▸ **Problem to work on**:
According to the turnstile passage, what does the roller clutch on the pinion gear in U.S. Pat. No. 3,914,902 allow?

---------- Text passage

Further, U.S. Pat. No. 3,914,902 relates to a turnstile which includes a
turnstile head pivotally mounted on a support for rotation about an axis
defined by the support. A shaft is journaled in the turnstile head and a
hub is keyed to the shaft for the rotation thereof responsive to the
rotation of the hub. Arms carried by the hub radiate therefrom in a
conical formation, and when indexed in the home position, one of the arms
is disposed in a substantially horizontal passage barring position while
the remaining arms are disposed in a substantially vertical position. A
spur gear is keyed to the shaft at the end thereof opposite the end
portion to which the hub is keyed and is in meshed relationship with a
pinion gear which is journaled in the turnstile head and which is provided
with a roller clutch which allows for rotation of the pinion gear in a
single direction only. Three depending roller cams are disposed about the
periphery of the spur gear which is aligned on the shaft so that the
roller cams are substantially radially aligned with the extending arms
carried by the hub.
U.S. Pat. No. 3,383,797 relates to a turnstile utilizing a cam controlled
assembly.
SUMMARY OF THE INVENTION
The present invention provides a safety turnstile suitable for either
clockwise or counter-clockwise rotation, which is resistant to freewheel
spinning, and which may be released easily. In one aspect of the invention
described herein a turnstile is provided which comprises a stator
assembly; a rotor assembly coaxially mounted about the stator assembly for
pivotal motion about the stator assembly; adjustment means to position the
rotor assembly relative to the stator assembly normally to the pivotal
motion, the stator assembly comprising one of: (a) a bearing surface or
(b) at least one drag shoe assembly, the rotor assembly comprising the
other of: (a) at least one drag shoe assembly or (b) a bearing surface,
the adjustment means adapted to be adjusted from a first position in which
the drag shoe assembly is disengaged from the bearing surface to a second
position in which the drag shoe assembly rests against and angularly
engages the bearing surface, whereby in the second position pivotal motion
of the rotor assembly in a first direction of rotation with respect to the
stator assembly is accompanied by sliding engagement of the at least one
drag shoe assembly with the bearing surface and pivotal motion of the
rotor assembly in a second, opposite, direction of rotation with respect
to the stator assembly is accompanied by jamming of the drag shoe assembly
against the bearing surface.

--------------------
---------- Dataset records

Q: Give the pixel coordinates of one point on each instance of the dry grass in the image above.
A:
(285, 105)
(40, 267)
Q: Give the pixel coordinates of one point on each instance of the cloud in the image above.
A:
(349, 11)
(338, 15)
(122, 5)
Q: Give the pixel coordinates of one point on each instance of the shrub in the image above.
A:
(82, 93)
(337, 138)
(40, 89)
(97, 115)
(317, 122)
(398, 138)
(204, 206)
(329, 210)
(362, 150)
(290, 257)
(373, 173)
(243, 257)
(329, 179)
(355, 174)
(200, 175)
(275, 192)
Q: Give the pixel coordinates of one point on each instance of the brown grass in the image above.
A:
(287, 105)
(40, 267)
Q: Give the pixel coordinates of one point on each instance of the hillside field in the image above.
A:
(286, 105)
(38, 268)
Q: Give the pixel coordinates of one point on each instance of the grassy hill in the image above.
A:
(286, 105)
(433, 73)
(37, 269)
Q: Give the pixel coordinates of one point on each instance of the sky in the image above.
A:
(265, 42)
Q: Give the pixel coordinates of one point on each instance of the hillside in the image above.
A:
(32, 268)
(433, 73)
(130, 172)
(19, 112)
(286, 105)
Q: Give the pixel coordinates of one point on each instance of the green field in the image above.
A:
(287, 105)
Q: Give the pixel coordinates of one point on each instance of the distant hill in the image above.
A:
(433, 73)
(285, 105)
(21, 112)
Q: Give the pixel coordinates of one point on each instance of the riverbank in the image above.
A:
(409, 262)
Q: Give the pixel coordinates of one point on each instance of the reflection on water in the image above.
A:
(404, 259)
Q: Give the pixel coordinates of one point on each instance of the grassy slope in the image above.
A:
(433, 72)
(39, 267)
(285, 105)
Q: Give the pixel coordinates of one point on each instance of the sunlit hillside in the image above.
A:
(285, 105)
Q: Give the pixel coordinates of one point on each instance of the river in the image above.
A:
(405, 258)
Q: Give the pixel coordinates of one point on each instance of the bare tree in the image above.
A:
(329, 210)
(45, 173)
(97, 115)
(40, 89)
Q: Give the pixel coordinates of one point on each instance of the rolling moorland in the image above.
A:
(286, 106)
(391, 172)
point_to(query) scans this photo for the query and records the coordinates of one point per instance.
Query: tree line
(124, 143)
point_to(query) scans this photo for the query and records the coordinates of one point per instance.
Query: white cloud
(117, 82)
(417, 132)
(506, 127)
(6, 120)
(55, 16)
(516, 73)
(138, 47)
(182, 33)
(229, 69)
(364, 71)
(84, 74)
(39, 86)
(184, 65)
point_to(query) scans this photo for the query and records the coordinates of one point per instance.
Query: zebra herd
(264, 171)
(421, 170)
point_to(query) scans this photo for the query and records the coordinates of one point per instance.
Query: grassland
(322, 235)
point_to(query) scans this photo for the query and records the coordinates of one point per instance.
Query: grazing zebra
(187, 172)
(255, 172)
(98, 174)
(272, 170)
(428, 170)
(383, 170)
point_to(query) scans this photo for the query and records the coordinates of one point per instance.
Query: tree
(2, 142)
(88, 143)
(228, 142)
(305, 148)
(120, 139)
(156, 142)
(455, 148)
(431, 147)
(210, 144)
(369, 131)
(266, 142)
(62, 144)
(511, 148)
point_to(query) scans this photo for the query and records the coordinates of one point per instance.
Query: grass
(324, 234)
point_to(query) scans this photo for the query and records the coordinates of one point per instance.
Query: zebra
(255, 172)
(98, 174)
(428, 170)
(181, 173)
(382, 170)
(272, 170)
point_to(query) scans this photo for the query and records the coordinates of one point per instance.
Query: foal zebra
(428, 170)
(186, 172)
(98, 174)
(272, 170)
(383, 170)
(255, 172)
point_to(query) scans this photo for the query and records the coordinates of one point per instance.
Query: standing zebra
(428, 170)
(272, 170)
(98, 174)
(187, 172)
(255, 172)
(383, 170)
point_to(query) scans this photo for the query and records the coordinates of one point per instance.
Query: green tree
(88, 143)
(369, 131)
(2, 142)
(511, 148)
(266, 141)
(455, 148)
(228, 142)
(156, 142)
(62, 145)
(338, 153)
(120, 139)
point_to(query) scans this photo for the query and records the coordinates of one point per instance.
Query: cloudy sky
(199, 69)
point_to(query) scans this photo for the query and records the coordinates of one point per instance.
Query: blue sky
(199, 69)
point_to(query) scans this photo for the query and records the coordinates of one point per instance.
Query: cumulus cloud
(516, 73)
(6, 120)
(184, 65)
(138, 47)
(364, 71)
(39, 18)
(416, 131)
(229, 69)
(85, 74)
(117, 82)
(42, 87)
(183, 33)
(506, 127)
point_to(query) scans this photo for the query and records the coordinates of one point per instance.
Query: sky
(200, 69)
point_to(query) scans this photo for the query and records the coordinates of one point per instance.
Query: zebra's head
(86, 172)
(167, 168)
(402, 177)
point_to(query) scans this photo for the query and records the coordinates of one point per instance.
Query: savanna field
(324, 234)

--------------------

▸ **Solution**:
It allows the pinion gear to rotate in a single direction only.